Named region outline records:
--- START ---
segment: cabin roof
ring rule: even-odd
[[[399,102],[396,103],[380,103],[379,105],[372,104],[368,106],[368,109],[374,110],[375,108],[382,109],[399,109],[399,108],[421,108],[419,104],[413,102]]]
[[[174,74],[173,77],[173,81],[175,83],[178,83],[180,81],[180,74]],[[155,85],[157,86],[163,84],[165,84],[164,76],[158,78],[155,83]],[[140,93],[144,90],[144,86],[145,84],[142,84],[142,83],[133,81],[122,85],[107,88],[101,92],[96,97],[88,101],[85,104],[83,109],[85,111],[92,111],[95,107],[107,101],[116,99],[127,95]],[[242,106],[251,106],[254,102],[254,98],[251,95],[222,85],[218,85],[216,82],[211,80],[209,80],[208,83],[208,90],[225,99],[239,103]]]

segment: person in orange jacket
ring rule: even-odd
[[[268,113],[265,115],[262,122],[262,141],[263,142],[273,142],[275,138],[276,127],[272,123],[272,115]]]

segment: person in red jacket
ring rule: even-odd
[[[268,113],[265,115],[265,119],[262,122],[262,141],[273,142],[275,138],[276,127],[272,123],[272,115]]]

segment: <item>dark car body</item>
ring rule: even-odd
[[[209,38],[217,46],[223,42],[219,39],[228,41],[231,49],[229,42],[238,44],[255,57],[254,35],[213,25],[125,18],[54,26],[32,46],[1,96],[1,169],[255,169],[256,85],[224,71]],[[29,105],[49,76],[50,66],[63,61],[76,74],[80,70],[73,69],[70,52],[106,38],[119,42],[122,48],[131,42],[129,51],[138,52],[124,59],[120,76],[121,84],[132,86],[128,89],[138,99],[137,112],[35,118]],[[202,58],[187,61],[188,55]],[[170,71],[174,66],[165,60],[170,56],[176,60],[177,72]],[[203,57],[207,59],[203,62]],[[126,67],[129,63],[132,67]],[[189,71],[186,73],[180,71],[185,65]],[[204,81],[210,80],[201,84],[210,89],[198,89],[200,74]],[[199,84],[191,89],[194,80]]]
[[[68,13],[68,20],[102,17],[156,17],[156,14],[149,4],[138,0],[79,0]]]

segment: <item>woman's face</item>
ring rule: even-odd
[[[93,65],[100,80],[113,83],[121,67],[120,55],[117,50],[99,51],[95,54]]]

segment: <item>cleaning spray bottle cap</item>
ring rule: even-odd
--- END ---
To do
Rewrite all of the items above, substituting "nonzero" for each occurrence of "even-odd". Keep every other line unchanged.

Written reply
segment: cabin roof
ring rule: nonzero
[[[399,102],[396,103],[380,103],[379,105],[372,104],[368,106],[368,109],[374,110],[375,108],[382,109],[399,109],[399,108],[421,108],[419,104],[413,102]]]
[[[174,74],[173,77],[173,81],[175,83],[178,83],[180,81],[180,74]],[[155,85],[157,86],[163,84],[165,84],[164,76],[158,78],[155,83]],[[140,93],[144,90],[144,86],[145,84],[142,84],[142,83],[133,81],[122,85],[107,88],[101,92],[96,97],[88,101],[85,104],[83,109],[85,111],[92,111],[95,107],[107,101],[116,99],[127,95]],[[242,106],[251,106],[254,102],[254,98],[251,95],[222,85],[218,85],[216,82],[211,80],[209,80],[208,83],[208,90],[225,99],[239,103]]]

segment: person in orange jacket
ring rule: nonzero
[[[268,113],[265,115],[262,122],[262,141],[263,142],[273,142],[275,138],[276,127],[272,123],[272,115]]]

segment: person in red jacket
ring rule: nonzero
[[[268,113],[265,115],[265,119],[262,122],[262,141],[273,142],[275,138],[276,127],[272,123],[272,115]]]

segment: <item>dark car body</item>
ring rule: nonzero
[[[209,38],[217,46],[223,42],[219,39],[228,41],[231,49],[229,42],[238,44],[255,57],[254,35],[213,25],[125,18],[54,26],[32,46],[1,96],[1,169],[255,169],[256,85],[224,71]],[[29,105],[49,76],[50,66],[63,61],[76,74],[80,70],[73,69],[70,52],[106,38],[119,42],[122,48],[131,42],[129,51],[138,52],[124,59],[120,76],[121,84],[132,86],[128,89],[138,99],[137,112],[35,118]],[[202,58],[187,61],[188,55]],[[170,71],[174,66],[165,60],[170,56],[176,60],[177,72]],[[203,57],[207,59],[203,62]],[[126,67],[129,63],[132,67]],[[189,71],[186,73],[180,71],[185,65]],[[204,81],[210,80],[201,84],[210,89],[198,89],[200,74]],[[199,84],[191,89],[194,80]]]
[[[68,13],[68,20],[102,17],[156,17],[156,14],[149,4],[138,0],[79,0]]]

segment: <item>woman's face</item>
ring rule: nonzero
[[[93,65],[100,80],[113,83],[121,67],[120,55],[117,50],[99,51],[95,54]]]

segment: <item>cleaning spray bottle cap</item>
ring rule: nonzero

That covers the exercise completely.